» Set exercise
Reproduce the passage of the cyberemergency bill article between "This is not" and "by expert sources.", inclusive.

» Selected extract
We’re still not impressed.

According to Michelle Richardson, legislative counsel for the ACLU, “It still gives the president incredible authority to interfere with Internet communications.”

Rather than sweeping legislation and unprecedented power, the Department of Homeland Security should have to go through normal channels. “The government needs to go to court and get a court order,” Richardson said.

The bill would give Homeland Security the ability to take command of privately owned computer systems if the President declares a “national cyberemergency.” In the 221 pages of the bill, the wording of what entails a “national cyberemergency” is ambiguous at best. Supporters of the bill disagree.

“The emergency measures in our bill apply in a precise and targeted way only to our most critical infrastructure,” Sen. Susan Collins (R-Maine) said. She is sponsoring with Sen. Joe Lieberman (I-Conn). “We cannot afford to wait for a cyber 9/11 before our government finally realizes the importance of protecting our digital resources.”


Why It’s Still a Pig

Pig

This is not an issue of improper wording. This is an issue of abusable power. The government does not have the best track record when it comes to Internet freedom or technological decisions. Just two days ago, ICE wrongly took down 84,000 websites, many which were small business sites. The majority were personal and free of child-porn. Thousands of innocent websites were down for days because of a simple error and an extreme lack of understand of how the Internet works.

Unlike many of those against the bill, our stance isn’t that we don’t want the government to have the ability to protect us. We simply do not want the government and Homeland Security in particular to have the ability to dabble in things they do not understand without proper justification verified by expert sources.

» Data segment
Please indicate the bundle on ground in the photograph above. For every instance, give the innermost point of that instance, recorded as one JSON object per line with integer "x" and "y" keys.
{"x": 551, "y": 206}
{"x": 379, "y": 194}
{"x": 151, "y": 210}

» Reply
This is not an issue of improper wording. This is an issue of abusable power. The government does not have the best track record when it comes to Internet freedom or technological decisions. Just two days ago, ICE wrongly took down 84,000 websites, many which were small business sites. The majority were personal and free of child-porn. Thousands of innocent websites were down for days because of a simple error and an extreme lack of understand of how the Internet works.

Unlike many of those against the bill, our stance isn’t that we don’t want the government to have the ability to protect us. We simply do not want the government and Homeland Security in particular to have the ability to dabble in things they do not understand without proper justification verified by expert sources.